■ PROBLEM REQUIREMENTS
Copy out all of the rows below word for word, but leave out the pictures.

■ INPUT ROWS
'''

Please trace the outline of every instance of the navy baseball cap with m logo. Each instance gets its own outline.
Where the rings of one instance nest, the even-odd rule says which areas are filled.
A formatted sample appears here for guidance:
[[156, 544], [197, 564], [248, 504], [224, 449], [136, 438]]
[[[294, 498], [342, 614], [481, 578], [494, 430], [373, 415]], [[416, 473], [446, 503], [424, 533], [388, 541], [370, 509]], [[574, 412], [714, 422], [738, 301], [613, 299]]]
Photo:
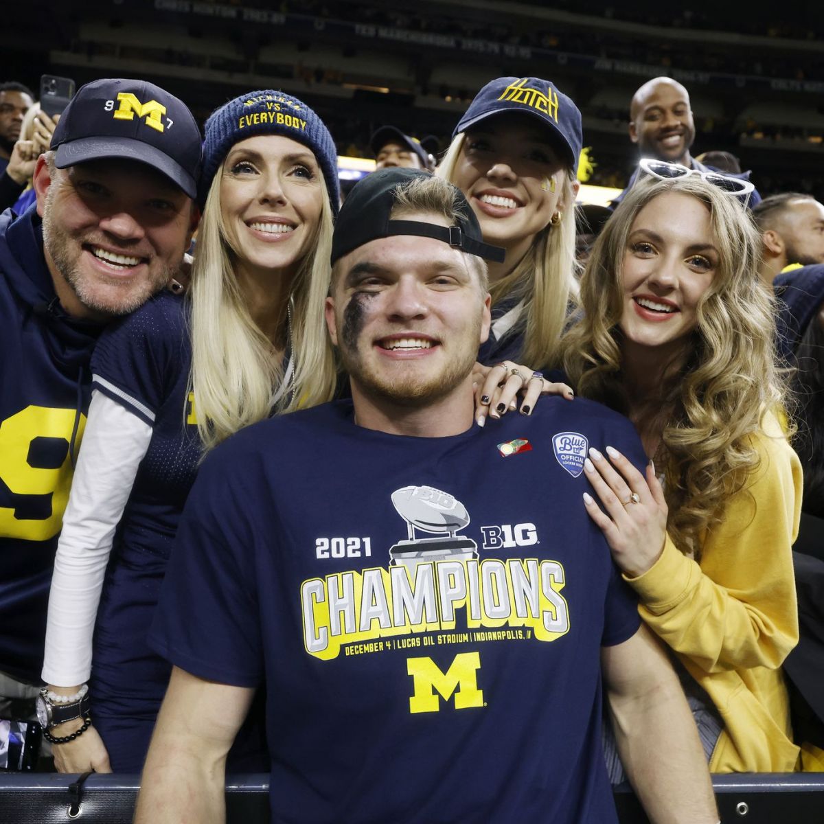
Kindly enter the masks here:
[[157, 169], [197, 196], [202, 141], [182, 101], [144, 80], [87, 83], [52, 135], [59, 169], [91, 160], [133, 160]]

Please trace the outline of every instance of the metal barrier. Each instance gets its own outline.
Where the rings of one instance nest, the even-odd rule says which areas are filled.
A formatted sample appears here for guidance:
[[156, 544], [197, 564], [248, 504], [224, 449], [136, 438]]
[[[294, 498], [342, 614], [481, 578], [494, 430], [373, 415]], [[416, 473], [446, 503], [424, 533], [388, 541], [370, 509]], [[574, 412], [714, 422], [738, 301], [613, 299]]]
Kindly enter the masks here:
[[[137, 776], [92, 775], [79, 793], [73, 793], [70, 786], [77, 778], [46, 773], [0, 774], [0, 822], [131, 824]], [[724, 824], [824, 822], [824, 774], [714, 775], [713, 785]], [[269, 822], [268, 775], [236, 776], [230, 779], [226, 791], [227, 824]], [[616, 803], [621, 824], [648, 824], [629, 787], [617, 788]]]

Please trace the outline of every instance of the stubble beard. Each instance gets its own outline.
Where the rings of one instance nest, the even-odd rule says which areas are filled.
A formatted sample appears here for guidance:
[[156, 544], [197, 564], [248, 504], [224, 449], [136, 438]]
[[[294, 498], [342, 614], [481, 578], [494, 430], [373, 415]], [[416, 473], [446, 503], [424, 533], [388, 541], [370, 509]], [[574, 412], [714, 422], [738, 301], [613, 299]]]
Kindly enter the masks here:
[[[177, 265], [157, 267], [157, 260], [154, 261], [157, 271], [150, 268], [147, 275], [138, 280], [121, 282], [116, 279], [116, 275], [106, 279], [101, 274], [85, 272], [81, 263], [82, 243], [94, 241], [81, 241], [57, 226], [51, 218], [54, 208], [52, 189], [49, 189], [43, 214], [43, 247], [77, 300], [87, 309], [112, 316], [129, 315], [139, 309], [177, 274]], [[123, 254], [129, 255], [129, 250], [124, 249]]]
[[[480, 322], [473, 330], [473, 334], [475, 335], [473, 339], [480, 339]], [[401, 374], [396, 378], [386, 379], [369, 370], [358, 349], [353, 351], [344, 346], [339, 351], [344, 368], [363, 394], [396, 406], [410, 408], [426, 406], [448, 396], [471, 374], [478, 359], [477, 347], [467, 346], [465, 353], [451, 359], [443, 369], [430, 378]], [[400, 367], [402, 363], [398, 365]]]

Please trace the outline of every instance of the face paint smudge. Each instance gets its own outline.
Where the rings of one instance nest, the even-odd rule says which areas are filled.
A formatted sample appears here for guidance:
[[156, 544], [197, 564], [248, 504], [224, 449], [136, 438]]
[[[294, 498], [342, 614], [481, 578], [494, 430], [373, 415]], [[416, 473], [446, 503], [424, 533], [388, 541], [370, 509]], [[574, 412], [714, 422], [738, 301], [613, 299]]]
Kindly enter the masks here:
[[358, 336], [366, 322], [366, 305], [377, 294], [377, 292], [355, 292], [346, 304], [340, 339], [348, 349], [357, 351]]

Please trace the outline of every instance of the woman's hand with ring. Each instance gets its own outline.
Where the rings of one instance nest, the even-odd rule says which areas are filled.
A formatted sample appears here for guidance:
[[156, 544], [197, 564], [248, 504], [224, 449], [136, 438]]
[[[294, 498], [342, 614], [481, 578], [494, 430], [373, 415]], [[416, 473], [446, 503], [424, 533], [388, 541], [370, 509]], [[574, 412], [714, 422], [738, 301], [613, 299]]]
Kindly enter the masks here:
[[606, 454], [608, 461], [591, 448], [583, 465], [603, 508], [586, 492], [584, 504], [604, 533], [619, 569], [638, 578], [663, 550], [668, 512], [664, 490], [652, 461], [644, 477], [617, 449], [607, 447]]
[[475, 421], [479, 426], [486, 423], [487, 416], [499, 419], [507, 412], [518, 409], [516, 400], [518, 394], [522, 396], [522, 414], [531, 414], [541, 395], [562, 395], [570, 400], [574, 397], [571, 387], [565, 383], [553, 383], [540, 372], [534, 372], [529, 367], [509, 360], [491, 367], [475, 363], [472, 378]]

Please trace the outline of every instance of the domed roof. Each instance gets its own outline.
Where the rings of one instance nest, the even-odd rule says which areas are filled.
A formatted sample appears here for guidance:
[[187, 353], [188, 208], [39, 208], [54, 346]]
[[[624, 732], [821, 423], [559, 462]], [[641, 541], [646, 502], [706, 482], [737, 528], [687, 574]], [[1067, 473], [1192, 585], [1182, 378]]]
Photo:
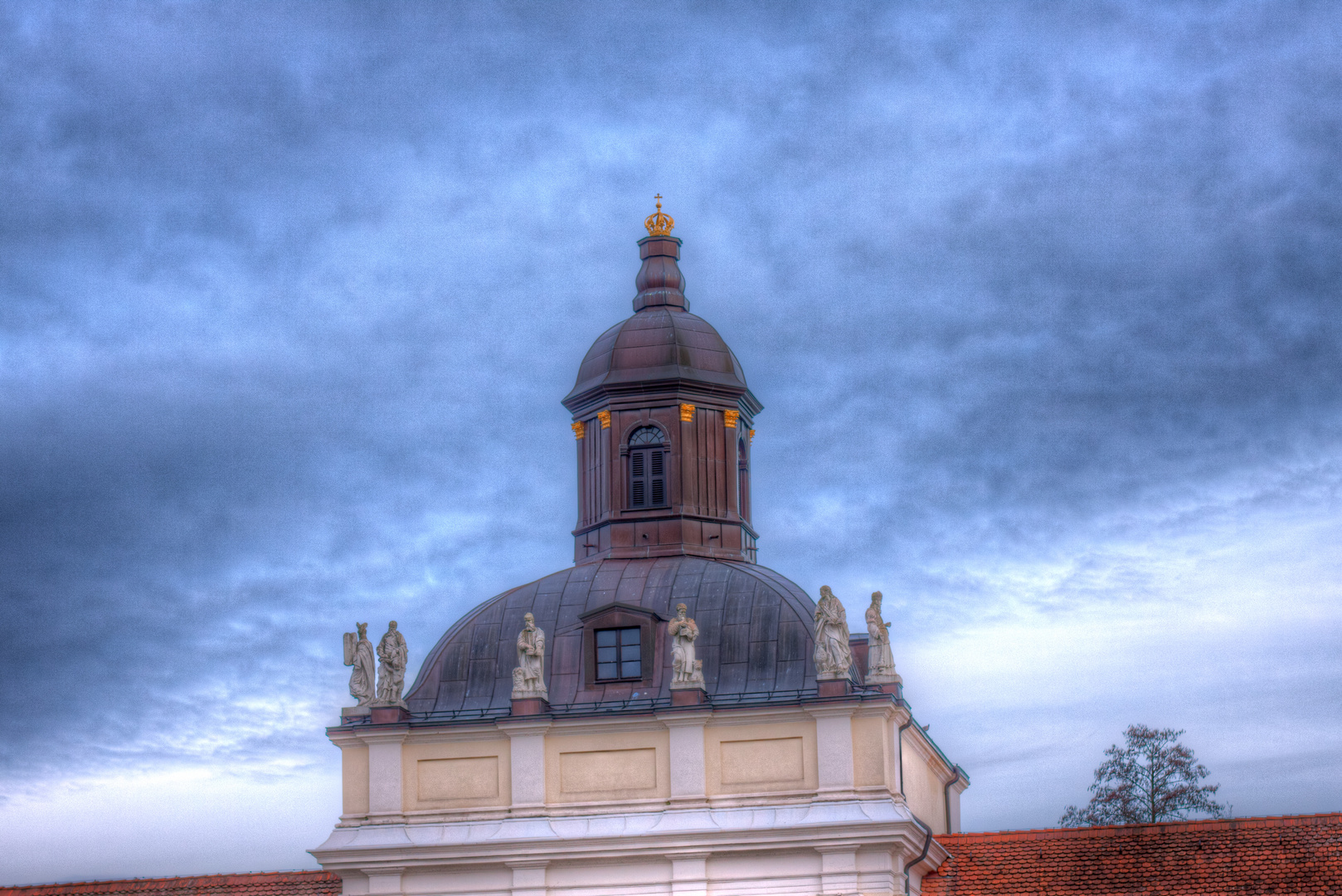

'''

■ RESULT FOR THIS TASK
Please trace the outline of every instance of the navy baseball cap with m logo. Each instance gets its own outline.
Where the rings of one instance nest, the even-odd rule says which areas are filled.
A formatted sample appears here for guidance:
[[156, 544], [197, 564], [248, 504], [224, 449], [136, 438]]
[[[294, 498], [342, 614], [481, 578], [494, 430], [373, 415]], [[416, 473], [446, 503], [424, 533], [388, 541], [370, 509]], [[574, 412], [714, 422], [738, 301], [613, 299]]]
Photo:
Kindly enter the masks here:
[[157, 169], [197, 196], [202, 141], [182, 101], [144, 80], [87, 83], [52, 135], [59, 169], [91, 160], [133, 160]]

Please trace the outline of every instance of the metal barrier. Each instance gets its own outline.
Where the rings of one instance nest, the even-odd rule says which areas are filled.
A formatted sample appears here for guidance:
[[156, 544], [197, 564], [248, 504], [224, 449], [136, 438]]
[[[294, 498], [342, 614], [481, 578], [494, 430], [373, 415]], [[416, 473], [446, 503], [424, 533], [388, 541], [370, 509]], [[574, 412], [714, 422], [738, 301], [613, 299]]]
Kindly enter the masks here:
[[[137, 776], [92, 775], [79, 793], [73, 793], [70, 786], [77, 778], [46, 773], [0, 774], [0, 822], [131, 824]], [[724, 824], [824, 822], [824, 774], [714, 775], [713, 785]], [[269, 822], [268, 775], [236, 776], [230, 779], [226, 791], [227, 824]], [[616, 803], [621, 824], [648, 824], [629, 787], [617, 788]]]

Please trace the outline of every instance of the stubble beard. Each instance gets its own outline.
Where the rings of one instance nest, the even-odd rule says which areas are filled.
A formatted sample appears here for guidance:
[[156, 544], [197, 564], [248, 504], [224, 449], [136, 438]]
[[[294, 498], [342, 614], [481, 578], [494, 430], [373, 415]], [[416, 473], [446, 503], [424, 533], [388, 541], [370, 509]], [[574, 412], [714, 422], [738, 301], [613, 299]]]
Kindly enter the masks here:
[[[177, 265], [157, 267], [157, 260], [154, 261], [157, 271], [150, 268], [147, 275], [138, 280], [121, 282], [116, 279], [116, 275], [106, 279], [101, 274], [85, 272], [81, 263], [82, 243], [94, 241], [81, 241], [57, 226], [51, 218], [54, 208], [52, 189], [49, 189], [43, 214], [43, 247], [77, 300], [87, 309], [112, 316], [129, 315], [139, 309], [177, 274]], [[123, 254], [129, 255], [129, 250], [124, 249]]]
[[[480, 322], [473, 330], [473, 334], [475, 335], [473, 339], [480, 339]], [[401, 374], [396, 378], [386, 379], [369, 370], [358, 349], [353, 351], [344, 346], [339, 351], [344, 368], [363, 394], [396, 406], [410, 408], [426, 406], [448, 396], [471, 374], [478, 359], [477, 347], [467, 346], [465, 353], [451, 359], [443, 369], [430, 378]], [[400, 367], [402, 363], [398, 365]]]

Please trace the outline of every instance of the face paint smudge. Each instance gets its own outline.
Where the rings of one instance nest, the even-odd rule says which areas are filled.
A formatted sample appears here for guidance:
[[156, 544], [197, 564], [248, 504], [224, 449], [136, 438]]
[[[294, 498], [342, 614], [481, 578], [494, 430], [373, 415]], [[416, 473], [446, 503], [424, 533], [388, 541], [370, 509]], [[574, 412], [714, 422], [738, 301], [613, 299]]]
Kindly enter the masks here:
[[358, 336], [366, 322], [366, 305], [377, 294], [377, 292], [355, 292], [346, 304], [340, 339], [348, 349], [357, 351]]

Please trace the outline of every instance of the woman's hand with ring. Each instance gets its own outline.
Where the rings of one instance nest, the even-odd rule says which areas are filled.
A formatted sample appears here for guidance:
[[156, 544], [197, 564], [248, 504], [224, 449], [136, 438]]
[[[294, 498], [342, 614], [481, 578], [494, 430], [373, 415]], [[416, 473], [446, 503], [424, 533], [388, 541], [370, 509]], [[574, 412], [714, 422], [738, 301], [613, 299]]]
Kindly enter the masks here:
[[606, 454], [608, 461], [591, 448], [583, 465], [603, 508], [586, 492], [584, 504], [604, 533], [619, 569], [638, 578], [663, 550], [668, 512], [664, 490], [652, 461], [644, 477], [617, 449], [607, 447]]
[[475, 421], [479, 426], [486, 423], [487, 416], [499, 419], [507, 412], [518, 409], [516, 400], [518, 394], [522, 396], [522, 414], [531, 414], [541, 395], [562, 395], [570, 400], [574, 397], [571, 387], [565, 383], [553, 383], [540, 372], [534, 372], [529, 367], [509, 360], [491, 367], [475, 363], [472, 378]]

Please trace the outline of every instance of the domed roof. Each instance gets its own outline.
Where the rings of one instance nest, the even-odd rule says which areas are filled.
A formatted sample appears here for guidance:
[[187, 353], [188, 208], [39, 208], [54, 346]]
[[[624, 732], [821, 423], [559, 462]], [[641, 541], [646, 502], [706, 482], [737, 528], [687, 574]], [[1067, 473], [1192, 585], [1182, 378]]]
Photo:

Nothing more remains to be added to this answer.